> DOCUMENT EXCERPT:
● ● ●

# I never realized how fast pigeons walk



## Garye (Feb 20, 2005)

That is, until I made a small movie on Christine the pigeon. They're so funny when they walk so fast so I decided to try and capture one of them in this little movie.

I put it out on my website at:
http://www.angelfire.com/anime6/pigeonsarelovable/

You can see it on the scenes page under Christine. 

Christine was a young pigeon who grew up really fast when she joined the flock. I think she may be related to Sue because of her coloring, but who knows who's related to what. 

Anyways, that pigeon can MOVE when she wants to get somewhere. Those little legs can go!


----------



## Skyeking (Jan 17, 2003)

I always laugh when I watch my males driving the females to the nest. They walk so fast and their heads are bobbing fast back and forth. Sometimes, they will chase the hens around the feeders, in a circle, in the lunch room.
It is funny to watch  , and reminds me of "The Pirates of the Carribean" ride at Disney, where the pirates chase the "wenches" around, in a cricle.


----------



## Pigeonpal2002 (Jul 27, 2002)

Hey Garye, 

LOL, great little video of Christine working her little legs Your website really looks good now, it's all coming together beautifully!!!!!


Well done


----------



## Poulette (Feb 5, 2002)

Funny video Garye and good web page! Entering pigeon town... I want to go there! This is the best town to live in  

Suz.


----------



## John_D (Jan 24, 2002)

● ● ●

> EXERCISE: Transcribe the pigeon thread word for word, the stretch from "## Garye (Feb" through "legs can go!".

> DATA SECTION:
● ● ●

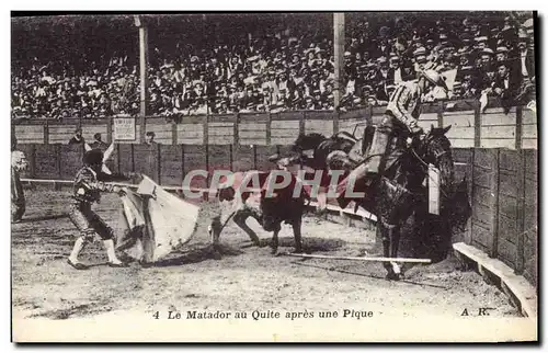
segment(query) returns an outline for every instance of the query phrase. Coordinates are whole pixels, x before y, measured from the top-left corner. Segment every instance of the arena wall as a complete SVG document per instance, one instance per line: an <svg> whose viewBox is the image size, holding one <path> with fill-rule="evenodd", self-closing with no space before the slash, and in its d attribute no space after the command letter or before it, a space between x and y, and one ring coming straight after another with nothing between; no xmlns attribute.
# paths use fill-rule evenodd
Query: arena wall
<svg viewBox="0 0 548 353"><path fill-rule="evenodd" d="M284 152L299 133L330 135L346 130L361 136L365 124L376 125L381 109L349 113L290 112L137 119L137 138L119 144L106 162L113 171L136 171L162 185L180 186L191 170L269 170L272 153ZM534 285L537 283L537 118L525 107L504 114L488 106L480 114L476 102L426 106L424 126L452 125L456 178L467 176L472 216L466 231L454 242L465 241L496 258ZM365 124L364 124L365 123ZM356 125L358 124L358 125ZM142 125L144 129L142 129ZM82 146L67 145L73 129L84 136L100 132L112 140L112 119L79 122L20 122L14 133L30 160L25 178L70 180L81 166ZM145 130L153 130L158 145L140 144ZM206 187L206 178L192 186ZM460 239L459 239L460 238Z"/></svg>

● ● ●

> FINAL RESULT:
## Garye (Feb 20, 2005)

That is, until I made a small movie on Christine the pigeon. They're so funny when they walk so fast so I decided to try and capture one of them in this little movie.

I put it out on my website at:
http://www.angelfire.com/anime6/pigeonsarelovable/

You can see it on the scenes page under Christine. 

Christine was a young pigeon who grew up really fast when she joined the flock. I think she may be related to Sue because of her coloring, but who knows who's related to what. 

Anyways, that pigeon can MOVE when she wants to get somewhere. Those little legs can go!